__SET PROBLEM 1__.
From the article on corruption in East Timor, extract the passage starting at "Government spokesman Ágio" and ending at "reaction was 'defensive'.".
__SET PROBLEM 2__.
According to the article on corruption in East Timor, in which neighborhood is the LABEH office where the campaign was launched?
__SET PROBLEM 3__.
Proceed with the article on corruption in East Timor, picking up after its final sentence.

---------- PAGE TEXT

EAST TIMOR: Tackling Corruption Head On
After a string of corruption allegations were levelled against Xanana Gusmao’s coalition government, a civil society organization in East Timor Thursday launched an anti-corruption campaign it says will help tackle East Timor's endemic corruption head on.
The National Campaign Against Corruption, spearheaded by non-governmental organization Lalenok Ba Ema Hotu (LABEH), will use local radio and community-level meetings to raise awareness of corruption issues in East Timor’s 13 districts, says Christopher Samson, LABEH executive director. The campaign will have a 'powerful and positive impact on the government' he says, because 'only a fool will steal when the people are watching him'.
'We will distribute it to the people so that people can listen to what is happening in their own district to give them the power and awareness that something is happening in the country,' he told IPS.
Students, journalists, members of the public and representatives from non-governmental organizations gathered at the LABEH office in the Comoro neighbourhood for the campaign launch and a discussion about corruption.
Samson says that by raising awareness of corruption at the community level, would-be wrongdoers will think twice before breaking the law.
'As soon as the television shows that LABEH has launched a national campaign on anti-corruption they will say, ‘Oh! Something is happening everybody knows about this.’ It will make them think just for a while and we will see what steps the government will take,' Samson said.
East Timor’s government has come under fire with allegations of corruption, while the opposition FRETILIN party has called for the prime minister and key government ministers to resign or be fired.
On Aug 6, FRETILIN parliamentary leader Aniceto Guterres said Minster of Justice Lucia Lobota and Minister of Finance Emilia Pires must go after a damning report by East Timor’s Ombudsman of Human Rights and Justice (PDHJ) Sebastiao Ximenes alleged the pair had been involved in corrupt dealings.
The justice minister made headlines last year amid allegations she gave inside information to business people vying for justice ministry contracts to build a new wall and supply uniforms at Becora prison.
Dated Jul 2, the ombudsman’s report recommended Gusmao take action against the pair for allegedly failing to adhere to the proper processes of procurement.
Meanwhile, on Aug 7, the government issued a press release accusing the ombudsman of failing to get all the relevant documents related to the contracts and delivering a report 'derived from half-baked information'.
Government spokesman Ágio Pereira said the government was 'bewildered by the slanderous conclusions' of the report. Eusebio da Costa, director of good governance for PDHJ, said the government would be within its rights to reject the report.
'Our competence is just to give recommendations... We can’t go beyond our mandate,' he said.
'According to the statute of our office, we have to report with transparency to check if the government is performing its tasks with transparency,' he added.
'We took a long time to prepare this report and now some people say that the recommendations are not correct. Well, that’s the right of the government,' said da Costa. Christopher Samson says the government’s reaction was 'defensive'.

--------------------
---------- EXTRACTED ENTRIES

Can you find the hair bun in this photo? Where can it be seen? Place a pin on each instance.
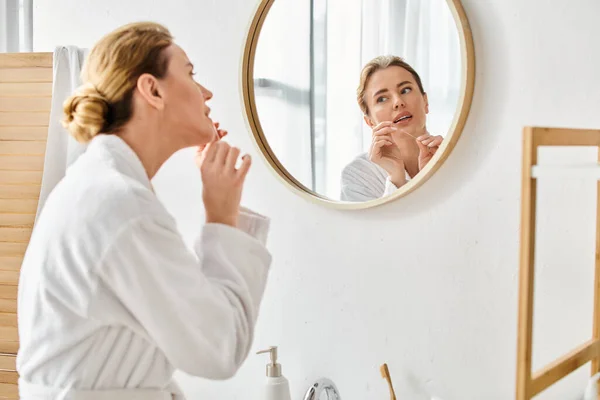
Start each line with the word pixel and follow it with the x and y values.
pixel 85 113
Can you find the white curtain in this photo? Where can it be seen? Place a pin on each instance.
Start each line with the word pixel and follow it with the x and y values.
pixel 16 26
pixel 282 86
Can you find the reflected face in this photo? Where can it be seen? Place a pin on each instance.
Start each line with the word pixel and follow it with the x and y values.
pixel 392 94
pixel 186 110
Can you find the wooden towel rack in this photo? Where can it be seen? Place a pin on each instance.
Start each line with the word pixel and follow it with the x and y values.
pixel 530 384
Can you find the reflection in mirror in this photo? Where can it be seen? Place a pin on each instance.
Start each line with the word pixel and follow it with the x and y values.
pixel 354 97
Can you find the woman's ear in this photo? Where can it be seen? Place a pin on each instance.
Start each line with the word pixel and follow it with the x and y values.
pixel 150 90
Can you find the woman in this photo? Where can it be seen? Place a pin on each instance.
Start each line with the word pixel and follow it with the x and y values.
pixel 394 104
pixel 111 301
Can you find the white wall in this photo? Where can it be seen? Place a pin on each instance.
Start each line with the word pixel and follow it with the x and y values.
pixel 429 283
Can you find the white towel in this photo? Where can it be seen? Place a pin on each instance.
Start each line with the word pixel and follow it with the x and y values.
pixel 61 148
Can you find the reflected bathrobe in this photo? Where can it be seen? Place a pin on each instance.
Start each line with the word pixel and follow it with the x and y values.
pixel 363 180
pixel 111 301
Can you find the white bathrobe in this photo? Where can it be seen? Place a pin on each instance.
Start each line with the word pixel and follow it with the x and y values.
pixel 363 180
pixel 111 301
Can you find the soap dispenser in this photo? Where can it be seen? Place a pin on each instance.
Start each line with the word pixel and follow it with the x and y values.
pixel 276 386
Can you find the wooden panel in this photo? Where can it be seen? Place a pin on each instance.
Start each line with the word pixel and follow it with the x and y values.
pixel 21 163
pixel 26 75
pixel 20 178
pixel 29 147
pixel 565 365
pixel 24 118
pixel 18 206
pixel 9 391
pixel 19 192
pixel 25 89
pixel 23 132
pixel 26 60
pixel 15 234
pixel 25 104
pixel 564 137
pixel 12 249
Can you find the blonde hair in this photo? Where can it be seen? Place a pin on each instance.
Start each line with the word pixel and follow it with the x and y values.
pixel 110 73
pixel 376 64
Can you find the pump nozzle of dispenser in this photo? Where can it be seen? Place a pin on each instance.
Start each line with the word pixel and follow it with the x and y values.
pixel 273 368
pixel 276 385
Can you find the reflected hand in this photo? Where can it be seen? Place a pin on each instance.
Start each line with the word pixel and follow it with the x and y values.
pixel 428 146
pixel 385 153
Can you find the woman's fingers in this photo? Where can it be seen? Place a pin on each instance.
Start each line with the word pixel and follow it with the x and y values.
pixel 232 157
pixel 436 142
pixel 221 153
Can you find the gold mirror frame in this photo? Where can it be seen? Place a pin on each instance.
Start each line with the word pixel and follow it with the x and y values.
pixel 458 123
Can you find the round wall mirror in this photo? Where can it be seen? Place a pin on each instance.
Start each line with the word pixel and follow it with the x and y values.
pixel 355 103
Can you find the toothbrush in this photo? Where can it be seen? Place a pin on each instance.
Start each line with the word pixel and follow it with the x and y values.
pixel 385 373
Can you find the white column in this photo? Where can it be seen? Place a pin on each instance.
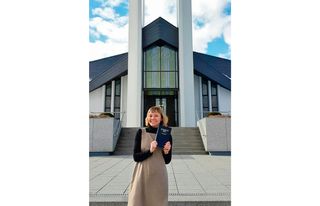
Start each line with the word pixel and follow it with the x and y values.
pixel 186 81
pixel 112 96
pixel 209 96
pixel 201 102
pixel 134 64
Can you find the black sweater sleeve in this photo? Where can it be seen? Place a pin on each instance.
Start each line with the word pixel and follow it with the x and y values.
pixel 138 155
pixel 167 157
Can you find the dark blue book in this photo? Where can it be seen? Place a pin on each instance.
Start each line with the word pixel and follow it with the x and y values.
pixel 163 135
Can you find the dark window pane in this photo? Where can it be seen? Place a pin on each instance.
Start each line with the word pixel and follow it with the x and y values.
pixel 152 79
pixel 205 101
pixel 108 101
pixel 214 90
pixel 152 61
pixel 108 88
pixel 117 101
pixel 204 88
pixel 214 101
pixel 168 59
pixel 118 88
pixel 168 79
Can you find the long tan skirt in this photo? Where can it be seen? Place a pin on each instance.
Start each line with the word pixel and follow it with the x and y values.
pixel 149 184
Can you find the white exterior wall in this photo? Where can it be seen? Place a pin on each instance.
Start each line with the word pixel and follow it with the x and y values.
pixel 186 76
pixel 197 97
pixel 134 64
pixel 123 103
pixel 97 99
pixel 224 99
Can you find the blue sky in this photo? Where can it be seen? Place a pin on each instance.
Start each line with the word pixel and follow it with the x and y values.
pixel 108 25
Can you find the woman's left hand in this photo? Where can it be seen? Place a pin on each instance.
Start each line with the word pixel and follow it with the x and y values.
pixel 167 147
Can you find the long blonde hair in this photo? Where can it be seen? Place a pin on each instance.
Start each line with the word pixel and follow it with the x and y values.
pixel 158 109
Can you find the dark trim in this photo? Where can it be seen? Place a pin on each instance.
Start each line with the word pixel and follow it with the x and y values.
pixel 220 153
pixel 160 32
pixel 98 154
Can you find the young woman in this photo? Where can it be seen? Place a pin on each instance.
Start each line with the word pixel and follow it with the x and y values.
pixel 149 184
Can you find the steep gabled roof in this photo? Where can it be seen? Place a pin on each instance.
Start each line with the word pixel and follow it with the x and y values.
pixel 214 68
pixel 160 32
pixel 106 69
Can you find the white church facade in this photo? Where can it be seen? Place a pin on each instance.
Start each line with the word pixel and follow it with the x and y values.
pixel 160 68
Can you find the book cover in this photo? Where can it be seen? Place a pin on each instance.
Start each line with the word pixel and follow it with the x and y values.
pixel 163 135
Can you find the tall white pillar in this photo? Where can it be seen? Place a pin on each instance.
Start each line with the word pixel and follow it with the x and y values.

--------------------

__WRITTEN RESPONSE 1__.
Government spokesman Ágio Pereira said the government was 'bewildered by the slanderous conclusions' of the report. Eusebio da Costa, director of good governance for PDHJ, said the government would be within its rights to reject the report.
'Our competence is just to give recommendations... We can’t go beyond our mandate,' he said.
'According to the statute of our office, we have to report with transparency to check if the government is performing its tasks with transparency,' he added.
'We took a long time to prepare this report and now some people say that the recommendations are not correct. Well, that’s the right of the government,' said da Costa. Christopher Samson says the government’s reaction was 'defensive'.

__WRITTEN RESPONSE 2__.
Comoro

__WRITTEN RESPONSE 3__.
'I could only say that most of the members of government do not understand what the work of the ombudsman is. The ombudsman’s work is not judicial. The ombudsman is a state watchdog watching on the movement of the members of government,' he said.
'It has nothing to do with the law and therefore those who stood against the report of the ombudsman did so because it has to do with them personally,' he added.
Prime Minister Gusmao was himself the centre of a scandal in June when he was accused of signing off on a $3.5-million rice contract awarded to a company his daughter allegedly owns an 11% share in.
Before that, in May, the finance minister was accused of giving high-salary jobs in her ministry to under-qualified friends of hers.
Speaking at the campaign launch, Vice-Prime Minster Jose Luis Guterres warned that East Timor’s reputation is in tatters.
'The perception abroad is that there is a lot of corruption in East Timor. That is something that is destroying our image. The corruption in our country makes East Timor unattractive to foreign investors,' he said.
'If sometimes we say there are cases of corruption, we have to take these to court so the court can decide who has been involved in corruption so they can go to jail and be expelled form the government or the civil service because the people, after all these years, deserve a better life,' he added.
Also at the launch, Deputy Special Representative of the Secretary-General Finn Reske-Nielsen said, 'Growing concerns about corruption all around the world have seen the United Nations get agreement from 140 countries on the UN Convention Against Corruption, which East Timor has already ratified.'
But ratifying the convention is only the beginning, says Christopher Samson.
'Internationally it makes East Timor a country that has come to the point where the government, parliament and the state are complying with international practises on fighting corruption, but then to report to the United Nations commission for anti-corruption in New York will be another story,' he said.
In the meantime, Samson and LABEH have a lot of work to do if they are to come good on the goal of raising awareness of, and ultimate reducing, corruption in East Timor.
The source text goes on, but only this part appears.